Consignes:
a) D'après le texte sur la loi Hadopi, quelle peine d'emprisonnement maximale le téléchargement illégal sur Internet peut-il entraîner ?
b) Dans le texte sur la loi Hadopi, réécrivez plus brièvement le paragraphe qui commence par « Si vous ne restez pas planqué » en conservant ses faits principaux.
c) Recopiez fidèlement, dans le texte sur la loi Hadopi, le passage qui s'ouvre sur les mots contenant "Le marathon législatif" et se termine par "dossiers au parquet.".

Extrait à lire:
-- -- --
Hadopi en sept réflexions

Si vous ne restez pas planqué toute l’année dans une grotte, vous savez certainement que l’Assemblée Nationale a examiné la loi Hadopi 2 (Haute Autorité pour la Diffusion des Œuvres et la Protection des droits sur Internet). Nous connaîtrons le fin mot de l’histoire à la rentrée en septembre lors d’un vote solennel à l’Assemblée Nationale et de la convocation d’une commission mixte paritaire afin de gommer les divergences entre le Sénat et l’Assemblée. Enfin, on devrait avoir droit au Conseil Constitutionnel. Quand nous en parlons autour de nous, nous nous apercevons d’une chose, ils sont peu nombreux les internautes (et les autres !) à avoir réellement conscience du problème. Si la rémunération des artistes est un juste retour des choses pour leur travail, Hadopi 2 ne viendra pas résoudre le problème. La faute à ses nombreuses failles et incohérences. Retour sur le contenu général du texte.

Hadopi

Le marathon législatif terminé.

Comme pour Hadopi 1, les députés pouvaient s’allonger sur toute une rangée de sièges sans déranger quiconque. Néanmoins, Hadopi 2 a été examinée et approuvée, cette loi prévoit :

  • Ce sont les ayants droit qui dénonceront et les agents de l’Hadopi, autorité administrative, auront des prérogatives de police judiciaire pour transmettre les dossiers au parquet.
  • Le téléchargement illégal réalisé sur Internet est passible au maximum d’un an de suspension de l’abonnement à Internet, d’une peine de trois ans d’emprisonnement, de 300000 euros d’amende et enfin, du paiement de dommages et intérêts.
-- -- --
Jeu de données:
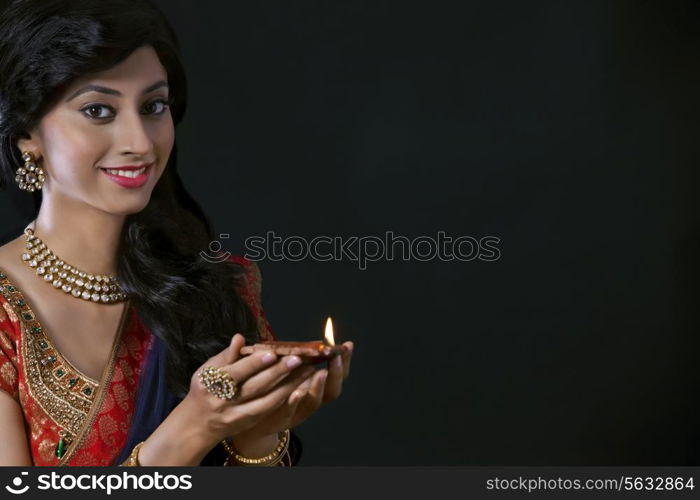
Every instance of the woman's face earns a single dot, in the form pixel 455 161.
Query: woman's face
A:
pixel 109 120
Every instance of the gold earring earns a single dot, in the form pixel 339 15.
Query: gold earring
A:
pixel 30 177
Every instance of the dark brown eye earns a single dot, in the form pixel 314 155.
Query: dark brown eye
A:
pixel 97 111
pixel 156 107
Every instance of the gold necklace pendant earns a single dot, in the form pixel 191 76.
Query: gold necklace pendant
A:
pixel 69 279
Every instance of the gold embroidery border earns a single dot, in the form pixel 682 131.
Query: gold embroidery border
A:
pixel 103 387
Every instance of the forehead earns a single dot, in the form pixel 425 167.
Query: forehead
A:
pixel 140 69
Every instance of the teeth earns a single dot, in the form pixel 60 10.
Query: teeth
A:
pixel 126 173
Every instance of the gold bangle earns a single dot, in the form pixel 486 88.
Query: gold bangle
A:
pixel 271 459
pixel 133 460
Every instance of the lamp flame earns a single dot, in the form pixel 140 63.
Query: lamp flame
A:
pixel 329 332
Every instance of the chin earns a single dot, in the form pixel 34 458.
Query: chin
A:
pixel 133 207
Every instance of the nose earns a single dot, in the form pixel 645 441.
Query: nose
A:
pixel 133 136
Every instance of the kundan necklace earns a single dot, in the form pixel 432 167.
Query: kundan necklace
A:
pixel 81 285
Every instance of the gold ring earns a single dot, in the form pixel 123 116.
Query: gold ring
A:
pixel 218 382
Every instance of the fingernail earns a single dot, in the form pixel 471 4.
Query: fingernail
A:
pixel 293 362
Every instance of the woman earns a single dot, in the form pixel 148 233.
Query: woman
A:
pixel 116 341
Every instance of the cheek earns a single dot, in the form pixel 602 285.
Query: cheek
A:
pixel 72 150
pixel 164 137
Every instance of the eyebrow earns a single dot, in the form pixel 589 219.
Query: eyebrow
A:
pixel 106 90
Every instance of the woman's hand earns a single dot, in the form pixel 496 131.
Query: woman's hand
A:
pixel 265 383
pixel 308 396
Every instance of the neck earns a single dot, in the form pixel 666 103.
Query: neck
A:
pixel 80 235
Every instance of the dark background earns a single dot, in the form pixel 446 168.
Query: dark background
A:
pixel 566 129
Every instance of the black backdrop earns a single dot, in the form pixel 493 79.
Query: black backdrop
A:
pixel 568 130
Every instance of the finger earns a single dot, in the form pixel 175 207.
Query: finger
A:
pixel 261 382
pixel 334 384
pixel 275 397
pixel 245 367
pixel 299 393
pixel 347 357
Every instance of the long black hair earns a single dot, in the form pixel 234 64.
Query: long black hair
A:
pixel 189 302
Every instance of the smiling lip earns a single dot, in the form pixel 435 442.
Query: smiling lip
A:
pixel 129 182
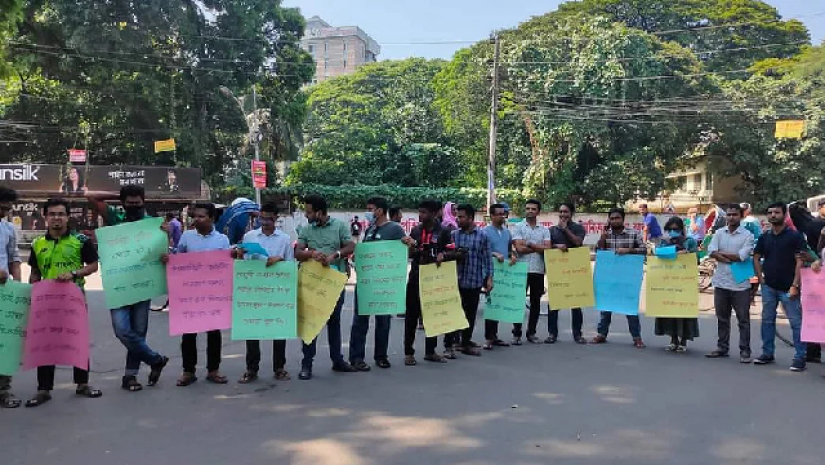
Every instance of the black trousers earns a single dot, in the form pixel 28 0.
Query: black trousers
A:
pixel 45 377
pixel 189 351
pixel 411 319
pixel 535 284
pixel 469 302
pixel 253 355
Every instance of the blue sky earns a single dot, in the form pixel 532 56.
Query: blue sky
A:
pixel 397 23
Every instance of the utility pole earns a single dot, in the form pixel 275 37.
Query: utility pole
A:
pixel 491 162
pixel 256 135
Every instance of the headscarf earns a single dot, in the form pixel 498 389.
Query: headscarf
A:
pixel 449 220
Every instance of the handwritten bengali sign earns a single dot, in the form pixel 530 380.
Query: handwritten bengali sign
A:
pixel 381 267
pixel 130 261
pixel 57 332
pixel 200 292
pixel 319 288
pixel 440 301
pixel 15 299
pixel 813 306
pixel 569 278
pixel 618 282
pixel 671 290
pixel 264 301
pixel 506 302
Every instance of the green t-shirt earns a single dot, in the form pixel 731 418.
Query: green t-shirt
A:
pixel 327 238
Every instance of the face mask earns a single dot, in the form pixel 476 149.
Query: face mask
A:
pixel 133 212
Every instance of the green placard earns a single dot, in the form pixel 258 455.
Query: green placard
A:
pixel 506 302
pixel 264 301
pixel 15 300
pixel 381 267
pixel 130 261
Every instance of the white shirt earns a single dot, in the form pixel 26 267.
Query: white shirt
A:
pixel 277 244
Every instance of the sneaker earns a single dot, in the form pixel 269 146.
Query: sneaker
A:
pixel 764 360
pixel 798 366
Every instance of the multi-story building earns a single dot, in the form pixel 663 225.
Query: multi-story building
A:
pixel 337 50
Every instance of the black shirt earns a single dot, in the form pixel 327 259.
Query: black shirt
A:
pixel 557 236
pixel 779 252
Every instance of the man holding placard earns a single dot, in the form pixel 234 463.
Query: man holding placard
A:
pixel 566 235
pixel 475 272
pixel 622 241
pixel 326 240
pixel 501 248
pixel 278 247
pixel 430 243
pixel 131 322
pixel 530 240
pixel 379 228
pixel 65 257
pixel 204 238
pixel 9 267
pixel 780 279
pixel 731 247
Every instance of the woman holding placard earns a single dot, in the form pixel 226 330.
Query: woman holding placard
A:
pixel 680 330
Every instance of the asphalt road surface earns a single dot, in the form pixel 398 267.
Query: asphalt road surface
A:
pixel 535 404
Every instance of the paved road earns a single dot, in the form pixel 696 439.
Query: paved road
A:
pixel 539 404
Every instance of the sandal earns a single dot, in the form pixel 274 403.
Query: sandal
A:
pixel 39 399
pixel 88 392
pixel 186 379
pixel 129 383
pixel 7 400
pixel 154 375
pixel 248 377
pixel 471 351
pixel 217 378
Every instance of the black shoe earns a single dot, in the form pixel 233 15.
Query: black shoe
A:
pixel 343 367
pixel 798 366
pixel 764 360
pixel 359 366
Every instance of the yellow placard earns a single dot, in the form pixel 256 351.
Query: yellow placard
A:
pixel 569 278
pixel 790 129
pixel 440 302
pixel 167 145
pixel 319 288
pixel 671 290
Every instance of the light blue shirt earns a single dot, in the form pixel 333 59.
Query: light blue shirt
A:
pixel 278 244
pixel 192 241
pixel 9 252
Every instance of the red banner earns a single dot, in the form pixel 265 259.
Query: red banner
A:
pixel 258 174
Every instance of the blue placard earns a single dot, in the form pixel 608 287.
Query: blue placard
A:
pixel 618 282
pixel 253 248
pixel 742 271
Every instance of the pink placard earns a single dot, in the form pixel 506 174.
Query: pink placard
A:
pixel 200 292
pixel 57 332
pixel 813 306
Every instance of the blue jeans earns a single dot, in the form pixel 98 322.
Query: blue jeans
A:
pixel 633 325
pixel 130 324
pixel 793 309
pixel 333 337
pixel 358 335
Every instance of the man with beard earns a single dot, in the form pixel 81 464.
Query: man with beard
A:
pixel 780 279
pixel 131 322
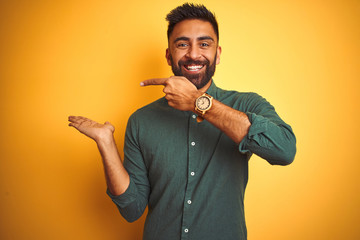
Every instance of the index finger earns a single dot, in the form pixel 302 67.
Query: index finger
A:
pixel 154 81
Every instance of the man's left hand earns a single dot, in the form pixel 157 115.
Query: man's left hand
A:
pixel 179 91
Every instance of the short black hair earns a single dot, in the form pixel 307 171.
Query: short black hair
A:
pixel 191 11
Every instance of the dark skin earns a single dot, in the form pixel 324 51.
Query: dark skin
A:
pixel 190 39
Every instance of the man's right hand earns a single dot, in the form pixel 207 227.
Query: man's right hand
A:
pixel 92 129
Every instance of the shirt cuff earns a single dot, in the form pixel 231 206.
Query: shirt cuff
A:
pixel 126 198
pixel 259 124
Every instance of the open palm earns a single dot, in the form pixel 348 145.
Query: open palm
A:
pixel 91 128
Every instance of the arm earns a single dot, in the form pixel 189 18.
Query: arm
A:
pixel 259 130
pixel 181 94
pixel 117 178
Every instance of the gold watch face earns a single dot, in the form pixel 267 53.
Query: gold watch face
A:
pixel 203 103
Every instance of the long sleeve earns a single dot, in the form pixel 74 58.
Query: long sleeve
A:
pixel 134 200
pixel 269 136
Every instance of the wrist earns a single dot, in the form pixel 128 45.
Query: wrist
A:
pixel 105 138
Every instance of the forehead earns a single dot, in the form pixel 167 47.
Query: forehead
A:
pixel 192 28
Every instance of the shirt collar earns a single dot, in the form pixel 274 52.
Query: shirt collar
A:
pixel 212 90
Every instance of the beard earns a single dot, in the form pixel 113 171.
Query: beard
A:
pixel 200 79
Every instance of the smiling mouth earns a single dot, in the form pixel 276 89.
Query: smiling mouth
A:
pixel 193 68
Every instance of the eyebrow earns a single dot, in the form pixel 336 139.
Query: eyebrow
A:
pixel 183 38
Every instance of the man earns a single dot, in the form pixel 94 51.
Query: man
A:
pixel 186 155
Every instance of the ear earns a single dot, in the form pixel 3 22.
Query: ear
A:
pixel 218 55
pixel 167 55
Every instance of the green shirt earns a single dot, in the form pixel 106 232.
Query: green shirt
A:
pixel 191 175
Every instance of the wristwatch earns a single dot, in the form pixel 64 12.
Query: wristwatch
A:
pixel 202 105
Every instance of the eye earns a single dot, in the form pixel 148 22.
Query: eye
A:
pixel 204 44
pixel 182 45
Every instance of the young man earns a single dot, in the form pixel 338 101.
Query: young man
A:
pixel 186 155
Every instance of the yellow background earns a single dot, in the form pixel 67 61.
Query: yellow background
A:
pixel 73 57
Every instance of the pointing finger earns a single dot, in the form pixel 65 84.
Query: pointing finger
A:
pixel 154 81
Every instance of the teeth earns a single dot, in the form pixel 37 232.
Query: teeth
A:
pixel 194 67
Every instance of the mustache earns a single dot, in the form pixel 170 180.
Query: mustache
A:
pixel 193 62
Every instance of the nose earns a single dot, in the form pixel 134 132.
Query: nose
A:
pixel 193 52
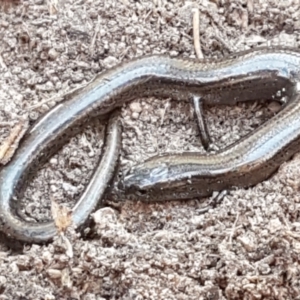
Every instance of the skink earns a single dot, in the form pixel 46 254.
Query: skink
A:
pixel 256 74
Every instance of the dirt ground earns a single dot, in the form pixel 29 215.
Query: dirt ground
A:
pixel 247 247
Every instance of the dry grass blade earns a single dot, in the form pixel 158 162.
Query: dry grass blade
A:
pixel 196 33
pixel 9 146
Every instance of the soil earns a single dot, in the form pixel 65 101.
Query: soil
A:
pixel 247 247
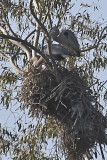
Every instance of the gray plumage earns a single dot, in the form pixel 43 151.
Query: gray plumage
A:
pixel 67 39
pixel 58 52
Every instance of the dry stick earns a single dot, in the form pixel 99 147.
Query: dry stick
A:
pixel 96 45
pixel 25 43
pixel 12 63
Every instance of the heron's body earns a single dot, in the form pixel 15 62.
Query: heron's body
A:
pixel 59 52
pixel 67 39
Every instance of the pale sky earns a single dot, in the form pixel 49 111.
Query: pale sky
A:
pixel 6 117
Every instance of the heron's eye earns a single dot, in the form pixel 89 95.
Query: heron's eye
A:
pixel 66 34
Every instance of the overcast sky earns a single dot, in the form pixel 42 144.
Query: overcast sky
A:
pixel 6 117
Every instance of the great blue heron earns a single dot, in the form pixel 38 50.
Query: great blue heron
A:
pixel 67 39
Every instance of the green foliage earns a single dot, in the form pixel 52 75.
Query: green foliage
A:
pixel 29 143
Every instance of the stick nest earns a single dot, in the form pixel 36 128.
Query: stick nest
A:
pixel 71 103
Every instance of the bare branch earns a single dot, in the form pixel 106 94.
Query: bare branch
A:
pixel 4 56
pixel 101 37
pixel 37 33
pixel 38 21
pixel 14 66
pixel 25 43
pixel 11 62
pixel 7 21
pixel 15 41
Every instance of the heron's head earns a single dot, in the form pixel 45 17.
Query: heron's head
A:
pixel 54 32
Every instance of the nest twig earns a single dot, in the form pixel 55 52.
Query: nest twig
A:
pixel 71 103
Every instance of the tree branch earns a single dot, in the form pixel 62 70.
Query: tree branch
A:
pixel 101 37
pixel 15 41
pixel 36 18
pixel 11 62
pixel 25 43
pixel 14 66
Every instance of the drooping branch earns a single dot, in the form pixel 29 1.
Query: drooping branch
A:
pixel 11 59
pixel 37 33
pixel 101 37
pixel 15 41
pixel 11 62
pixel 38 21
pixel 7 21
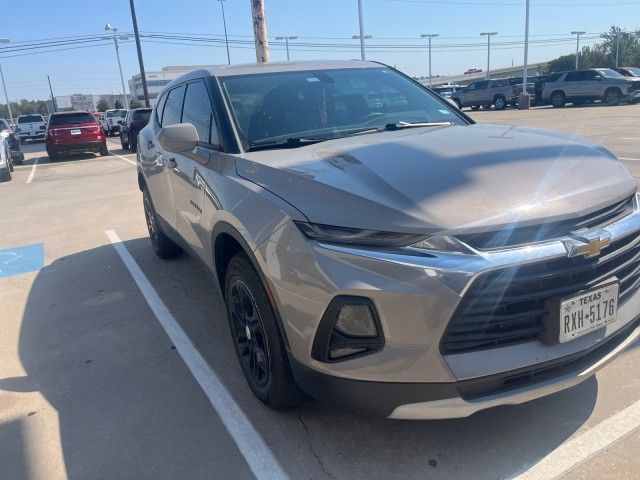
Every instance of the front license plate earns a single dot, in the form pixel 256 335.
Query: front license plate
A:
pixel 588 311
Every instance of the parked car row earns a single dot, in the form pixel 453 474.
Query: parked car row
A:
pixel 577 87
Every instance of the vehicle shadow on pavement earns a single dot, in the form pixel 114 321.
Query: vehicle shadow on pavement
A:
pixel 128 408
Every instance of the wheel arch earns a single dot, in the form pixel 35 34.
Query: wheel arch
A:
pixel 226 241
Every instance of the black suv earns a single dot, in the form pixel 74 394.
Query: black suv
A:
pixel 135 121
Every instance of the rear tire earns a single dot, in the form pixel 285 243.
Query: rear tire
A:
pixel 256 337
pixel 164 247
pixel 500 102
pixel 558 99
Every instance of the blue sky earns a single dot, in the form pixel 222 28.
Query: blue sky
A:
-- -- --
Réponses par tâche:
a) Trois ans d'emprisonnement.

b) L'Assemblée nationale a examiné la loi Hadopi 2 (Haute Autorité pour la Diffusion des Œuvres et la Protection des droits sur Internet). L'issue sera connue en septembre, avec un vote solennel à l'Assemblée et la convocation d'une commission mixte paritaire chargée d'effacer les divergences entre le Sénat et l'Assemblée. Le Conseil constitutionnel devrait enfin intervenir. Peu d'internautes, et peu d'autres personnes, ont réellement conscience du problème. La rémunération des artistes est juste, mais Hadopi 2 ne résoudra pas le problème, en raison de ses nombreuses failles et incohérences.

c)
Le marathon législatif terminé.

Comme pour Hadopi 1, les députés pouvaient s’allonger sur toute une rangée de sièges sans déranger quiconque. Néanmoins, Hadopi 2 a été examinée et approuvée, cette loi prévoit :

  • Ce sont les ayants droit qui dénonceront et les agents de l’Hadopi, autorité administrative, auront des prérogatives de police judiciaire pour transmettre les dossiers au parquet.